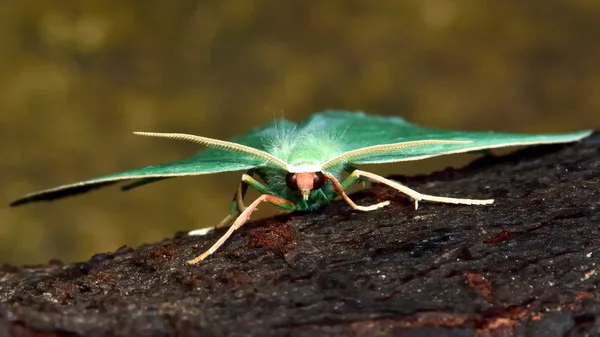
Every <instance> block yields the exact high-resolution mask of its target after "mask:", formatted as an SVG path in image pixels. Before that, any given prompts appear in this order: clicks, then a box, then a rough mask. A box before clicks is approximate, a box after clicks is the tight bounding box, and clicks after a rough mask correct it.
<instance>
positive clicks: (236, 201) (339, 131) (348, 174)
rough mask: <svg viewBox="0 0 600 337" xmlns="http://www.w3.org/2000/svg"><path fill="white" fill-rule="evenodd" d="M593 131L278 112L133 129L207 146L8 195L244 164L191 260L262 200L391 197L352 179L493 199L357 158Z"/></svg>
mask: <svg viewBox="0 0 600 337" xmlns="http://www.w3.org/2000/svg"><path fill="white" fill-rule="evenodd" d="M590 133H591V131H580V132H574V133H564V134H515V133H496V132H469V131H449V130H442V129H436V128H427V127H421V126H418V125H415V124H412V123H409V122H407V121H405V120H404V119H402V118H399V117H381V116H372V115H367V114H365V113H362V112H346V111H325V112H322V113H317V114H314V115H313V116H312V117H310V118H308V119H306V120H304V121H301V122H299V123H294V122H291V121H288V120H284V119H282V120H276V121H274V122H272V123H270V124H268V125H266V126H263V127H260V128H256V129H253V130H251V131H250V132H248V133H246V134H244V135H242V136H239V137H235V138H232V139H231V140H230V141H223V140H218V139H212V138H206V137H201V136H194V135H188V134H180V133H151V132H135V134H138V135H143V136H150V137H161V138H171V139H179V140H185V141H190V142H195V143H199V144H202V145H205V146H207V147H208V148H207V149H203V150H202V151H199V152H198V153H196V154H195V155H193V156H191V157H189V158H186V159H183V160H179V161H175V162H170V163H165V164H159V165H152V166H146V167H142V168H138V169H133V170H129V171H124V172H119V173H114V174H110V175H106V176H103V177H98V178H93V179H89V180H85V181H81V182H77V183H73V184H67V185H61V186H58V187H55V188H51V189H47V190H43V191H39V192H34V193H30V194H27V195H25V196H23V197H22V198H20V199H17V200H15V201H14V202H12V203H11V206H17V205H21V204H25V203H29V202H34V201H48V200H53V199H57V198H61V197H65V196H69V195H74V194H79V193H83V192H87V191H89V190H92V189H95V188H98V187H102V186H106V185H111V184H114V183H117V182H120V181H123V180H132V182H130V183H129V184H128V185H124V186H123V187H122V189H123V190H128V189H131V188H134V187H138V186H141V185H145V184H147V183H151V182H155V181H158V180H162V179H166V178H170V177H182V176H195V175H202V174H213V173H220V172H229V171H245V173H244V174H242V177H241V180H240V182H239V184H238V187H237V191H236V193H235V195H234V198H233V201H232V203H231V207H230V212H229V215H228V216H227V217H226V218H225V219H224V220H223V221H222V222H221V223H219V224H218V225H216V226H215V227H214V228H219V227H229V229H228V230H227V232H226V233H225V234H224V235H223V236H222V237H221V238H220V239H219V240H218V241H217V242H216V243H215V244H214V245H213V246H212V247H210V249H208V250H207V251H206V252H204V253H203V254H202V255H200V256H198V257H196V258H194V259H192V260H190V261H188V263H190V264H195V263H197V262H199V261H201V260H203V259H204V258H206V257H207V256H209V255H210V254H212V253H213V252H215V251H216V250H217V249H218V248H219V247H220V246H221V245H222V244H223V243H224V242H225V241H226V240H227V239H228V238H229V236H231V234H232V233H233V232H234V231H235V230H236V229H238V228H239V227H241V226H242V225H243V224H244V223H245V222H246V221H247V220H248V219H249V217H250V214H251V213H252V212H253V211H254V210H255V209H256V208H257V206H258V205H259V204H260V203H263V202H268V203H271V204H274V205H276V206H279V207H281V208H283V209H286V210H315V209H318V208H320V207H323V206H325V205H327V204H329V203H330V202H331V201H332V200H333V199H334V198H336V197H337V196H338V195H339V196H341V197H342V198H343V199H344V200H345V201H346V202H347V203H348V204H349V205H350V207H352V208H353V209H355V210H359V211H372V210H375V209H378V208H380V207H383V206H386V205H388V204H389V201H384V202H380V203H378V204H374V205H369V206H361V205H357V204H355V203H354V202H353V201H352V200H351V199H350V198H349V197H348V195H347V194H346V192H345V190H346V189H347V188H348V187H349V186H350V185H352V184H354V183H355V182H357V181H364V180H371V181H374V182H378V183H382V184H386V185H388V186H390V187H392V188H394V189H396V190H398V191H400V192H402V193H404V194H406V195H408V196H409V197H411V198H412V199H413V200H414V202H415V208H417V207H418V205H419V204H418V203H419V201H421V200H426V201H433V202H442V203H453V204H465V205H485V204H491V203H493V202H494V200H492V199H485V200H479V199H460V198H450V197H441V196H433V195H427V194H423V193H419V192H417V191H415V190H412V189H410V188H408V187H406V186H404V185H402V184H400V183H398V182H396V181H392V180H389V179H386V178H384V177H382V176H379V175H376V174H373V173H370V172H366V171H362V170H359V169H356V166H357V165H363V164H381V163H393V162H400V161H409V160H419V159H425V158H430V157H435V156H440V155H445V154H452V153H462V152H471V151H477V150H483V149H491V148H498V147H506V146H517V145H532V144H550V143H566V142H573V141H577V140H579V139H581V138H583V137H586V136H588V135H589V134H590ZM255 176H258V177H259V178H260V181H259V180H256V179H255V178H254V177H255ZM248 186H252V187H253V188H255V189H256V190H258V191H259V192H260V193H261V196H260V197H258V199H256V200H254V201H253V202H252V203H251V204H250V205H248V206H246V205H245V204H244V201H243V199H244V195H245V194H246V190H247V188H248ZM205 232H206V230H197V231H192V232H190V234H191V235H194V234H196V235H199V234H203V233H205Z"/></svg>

-------

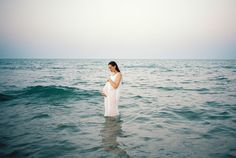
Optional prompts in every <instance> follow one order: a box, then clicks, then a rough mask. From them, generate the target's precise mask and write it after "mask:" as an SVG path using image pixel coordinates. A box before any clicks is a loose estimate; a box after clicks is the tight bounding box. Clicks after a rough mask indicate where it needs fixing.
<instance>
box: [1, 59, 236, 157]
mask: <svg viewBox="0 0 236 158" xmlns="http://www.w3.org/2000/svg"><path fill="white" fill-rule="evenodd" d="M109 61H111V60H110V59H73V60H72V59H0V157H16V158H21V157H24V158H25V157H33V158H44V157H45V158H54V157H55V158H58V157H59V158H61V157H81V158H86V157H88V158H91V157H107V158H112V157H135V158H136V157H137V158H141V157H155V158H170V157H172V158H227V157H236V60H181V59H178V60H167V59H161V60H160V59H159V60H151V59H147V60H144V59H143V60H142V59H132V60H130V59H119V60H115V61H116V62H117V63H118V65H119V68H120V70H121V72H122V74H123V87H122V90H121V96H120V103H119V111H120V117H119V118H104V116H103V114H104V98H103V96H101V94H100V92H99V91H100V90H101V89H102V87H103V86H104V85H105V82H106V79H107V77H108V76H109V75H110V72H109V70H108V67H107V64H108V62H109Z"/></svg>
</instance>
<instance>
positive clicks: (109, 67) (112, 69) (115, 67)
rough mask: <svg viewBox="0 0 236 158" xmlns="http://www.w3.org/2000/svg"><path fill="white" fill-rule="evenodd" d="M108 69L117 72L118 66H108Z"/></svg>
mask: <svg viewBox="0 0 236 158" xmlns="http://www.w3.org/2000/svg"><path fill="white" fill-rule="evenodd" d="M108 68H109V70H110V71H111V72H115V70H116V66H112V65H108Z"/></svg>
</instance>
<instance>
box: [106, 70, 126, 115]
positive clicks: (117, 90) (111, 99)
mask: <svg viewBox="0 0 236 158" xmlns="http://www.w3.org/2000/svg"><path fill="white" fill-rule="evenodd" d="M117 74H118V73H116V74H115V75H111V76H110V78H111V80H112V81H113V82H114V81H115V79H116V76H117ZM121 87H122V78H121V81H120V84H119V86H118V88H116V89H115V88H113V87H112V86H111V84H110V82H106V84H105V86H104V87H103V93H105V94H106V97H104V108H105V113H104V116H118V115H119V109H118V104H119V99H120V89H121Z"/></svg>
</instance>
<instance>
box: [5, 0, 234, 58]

-------

TASK DESCRIPTION —
Write out again the lines from the line with "Optional prompts in" to the line with "box: [1, 59, 236, 157]", swapping "rough mask" for "coarse mask" and leaving everything else untouched.

SOLUTION FOR THIS TASK —
Optional prompts in every <instance> follow one order: a box, then clicks, then a coarse mask. From them, generate the target's precise mask and write it after "mask:" as an SVG path using image pixel coordinates. A box before any clicks is a loose estimate; a box after clicks is the tight bounding box. Clicks after a coarse mask indicate where it needs fixing.
<instance>
box: [1, 59, 236, 157]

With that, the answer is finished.